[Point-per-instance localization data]
◇ ◇ ◇ ◇

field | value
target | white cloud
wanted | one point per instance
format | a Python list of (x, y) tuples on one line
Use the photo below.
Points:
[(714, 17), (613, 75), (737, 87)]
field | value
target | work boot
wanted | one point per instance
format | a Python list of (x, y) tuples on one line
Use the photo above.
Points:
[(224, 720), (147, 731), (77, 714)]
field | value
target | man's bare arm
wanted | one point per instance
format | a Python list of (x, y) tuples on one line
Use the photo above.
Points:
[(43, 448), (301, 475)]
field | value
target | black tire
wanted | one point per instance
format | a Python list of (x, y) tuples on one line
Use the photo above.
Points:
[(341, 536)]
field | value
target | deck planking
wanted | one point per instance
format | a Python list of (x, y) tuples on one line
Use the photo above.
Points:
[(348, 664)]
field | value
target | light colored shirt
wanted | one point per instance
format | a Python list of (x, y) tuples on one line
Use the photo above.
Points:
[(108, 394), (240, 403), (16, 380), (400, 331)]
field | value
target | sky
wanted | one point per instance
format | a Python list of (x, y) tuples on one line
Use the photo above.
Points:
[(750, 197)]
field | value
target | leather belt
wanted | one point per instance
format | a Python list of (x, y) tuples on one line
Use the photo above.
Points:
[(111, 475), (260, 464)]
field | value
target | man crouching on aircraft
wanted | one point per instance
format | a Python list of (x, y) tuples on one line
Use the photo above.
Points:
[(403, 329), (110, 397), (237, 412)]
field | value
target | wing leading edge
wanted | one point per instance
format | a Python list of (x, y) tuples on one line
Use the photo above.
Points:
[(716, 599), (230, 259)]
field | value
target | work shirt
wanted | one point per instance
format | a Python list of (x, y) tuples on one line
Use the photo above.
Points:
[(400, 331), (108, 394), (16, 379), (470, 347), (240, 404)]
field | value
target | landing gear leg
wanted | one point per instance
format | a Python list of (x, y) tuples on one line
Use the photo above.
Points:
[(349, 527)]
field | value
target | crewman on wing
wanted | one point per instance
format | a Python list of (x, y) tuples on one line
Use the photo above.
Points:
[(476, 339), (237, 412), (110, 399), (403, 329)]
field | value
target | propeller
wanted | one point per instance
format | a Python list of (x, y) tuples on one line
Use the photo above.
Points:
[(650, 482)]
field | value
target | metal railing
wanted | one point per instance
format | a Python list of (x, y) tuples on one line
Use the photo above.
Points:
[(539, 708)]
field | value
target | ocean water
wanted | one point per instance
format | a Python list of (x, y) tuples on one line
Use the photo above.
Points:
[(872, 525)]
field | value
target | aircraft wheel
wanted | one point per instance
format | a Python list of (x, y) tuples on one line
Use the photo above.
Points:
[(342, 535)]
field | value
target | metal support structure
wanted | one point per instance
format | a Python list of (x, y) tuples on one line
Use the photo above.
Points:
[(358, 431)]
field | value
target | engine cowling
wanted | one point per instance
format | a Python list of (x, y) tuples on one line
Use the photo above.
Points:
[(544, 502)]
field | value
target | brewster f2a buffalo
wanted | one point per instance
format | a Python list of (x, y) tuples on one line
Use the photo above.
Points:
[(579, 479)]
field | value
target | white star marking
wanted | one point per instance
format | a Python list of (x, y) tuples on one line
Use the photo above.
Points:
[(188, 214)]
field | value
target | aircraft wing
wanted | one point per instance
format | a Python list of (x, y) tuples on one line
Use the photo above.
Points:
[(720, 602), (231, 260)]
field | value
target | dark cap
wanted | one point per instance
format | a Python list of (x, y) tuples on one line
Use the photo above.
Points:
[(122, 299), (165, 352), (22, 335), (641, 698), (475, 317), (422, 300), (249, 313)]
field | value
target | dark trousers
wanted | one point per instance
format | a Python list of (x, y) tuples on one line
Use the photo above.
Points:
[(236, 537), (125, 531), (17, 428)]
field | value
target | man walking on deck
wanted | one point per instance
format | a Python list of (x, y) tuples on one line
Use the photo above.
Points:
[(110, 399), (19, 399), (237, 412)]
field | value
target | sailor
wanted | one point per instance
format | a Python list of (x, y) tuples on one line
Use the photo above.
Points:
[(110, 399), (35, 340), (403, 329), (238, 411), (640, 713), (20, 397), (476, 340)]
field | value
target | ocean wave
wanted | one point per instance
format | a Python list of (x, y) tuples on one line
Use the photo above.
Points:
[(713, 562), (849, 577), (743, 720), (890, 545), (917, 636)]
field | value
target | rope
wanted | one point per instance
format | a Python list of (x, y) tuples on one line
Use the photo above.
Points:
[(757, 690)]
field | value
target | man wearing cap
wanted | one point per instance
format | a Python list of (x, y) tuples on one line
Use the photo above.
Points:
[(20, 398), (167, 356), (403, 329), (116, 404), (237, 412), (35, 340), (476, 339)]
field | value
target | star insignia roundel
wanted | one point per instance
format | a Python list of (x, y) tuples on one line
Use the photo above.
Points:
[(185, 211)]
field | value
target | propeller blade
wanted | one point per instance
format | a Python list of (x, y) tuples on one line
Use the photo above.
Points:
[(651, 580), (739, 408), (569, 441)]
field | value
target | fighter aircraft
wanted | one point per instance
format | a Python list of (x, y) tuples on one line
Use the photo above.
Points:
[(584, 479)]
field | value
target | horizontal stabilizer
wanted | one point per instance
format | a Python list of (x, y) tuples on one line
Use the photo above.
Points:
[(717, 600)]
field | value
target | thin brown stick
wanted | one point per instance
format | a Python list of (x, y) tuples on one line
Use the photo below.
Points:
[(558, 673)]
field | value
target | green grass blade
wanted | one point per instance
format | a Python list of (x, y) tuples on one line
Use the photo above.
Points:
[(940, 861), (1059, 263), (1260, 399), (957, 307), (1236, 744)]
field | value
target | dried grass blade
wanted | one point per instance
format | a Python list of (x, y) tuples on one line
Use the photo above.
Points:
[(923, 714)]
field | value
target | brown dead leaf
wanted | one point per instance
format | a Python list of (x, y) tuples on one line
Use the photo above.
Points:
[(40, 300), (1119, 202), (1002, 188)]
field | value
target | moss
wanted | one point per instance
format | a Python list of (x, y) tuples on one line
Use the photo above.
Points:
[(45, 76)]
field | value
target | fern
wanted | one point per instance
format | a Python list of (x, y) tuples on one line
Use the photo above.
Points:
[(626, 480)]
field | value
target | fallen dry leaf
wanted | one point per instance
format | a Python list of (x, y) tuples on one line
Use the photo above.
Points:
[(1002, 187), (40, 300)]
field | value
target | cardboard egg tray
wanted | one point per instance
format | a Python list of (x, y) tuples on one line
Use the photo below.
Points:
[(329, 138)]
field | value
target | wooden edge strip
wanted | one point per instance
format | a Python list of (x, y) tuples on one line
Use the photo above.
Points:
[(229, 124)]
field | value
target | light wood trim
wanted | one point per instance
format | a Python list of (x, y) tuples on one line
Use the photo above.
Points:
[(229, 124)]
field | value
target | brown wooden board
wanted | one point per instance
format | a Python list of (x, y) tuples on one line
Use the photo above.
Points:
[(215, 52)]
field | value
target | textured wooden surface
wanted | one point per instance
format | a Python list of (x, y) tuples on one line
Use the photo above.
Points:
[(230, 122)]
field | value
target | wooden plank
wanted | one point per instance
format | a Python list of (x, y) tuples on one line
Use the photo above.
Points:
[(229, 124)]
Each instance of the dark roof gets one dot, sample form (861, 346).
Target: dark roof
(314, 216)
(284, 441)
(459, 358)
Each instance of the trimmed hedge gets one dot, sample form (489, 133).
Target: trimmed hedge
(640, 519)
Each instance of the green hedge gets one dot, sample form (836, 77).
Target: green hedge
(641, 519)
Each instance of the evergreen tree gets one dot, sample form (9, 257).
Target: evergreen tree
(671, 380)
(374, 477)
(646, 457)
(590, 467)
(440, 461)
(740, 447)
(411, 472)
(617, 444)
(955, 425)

◇ ◇ ◇ ◇

Using the records above, set down exactly the lines from the one with "Target: trimmed hedge" through the one with "Each instance of the evergreen", inclusive, and nothing more.

▶ REPLY TO THE EXERCISE:
Target: trimmed hedge
(640, 519)
Each instance of the green hedge gets one dot, sample form (836, 77).
Target: green hedge
(641, 519)
Each instance of the evergreen tree gets one dot, sample form (9, 257).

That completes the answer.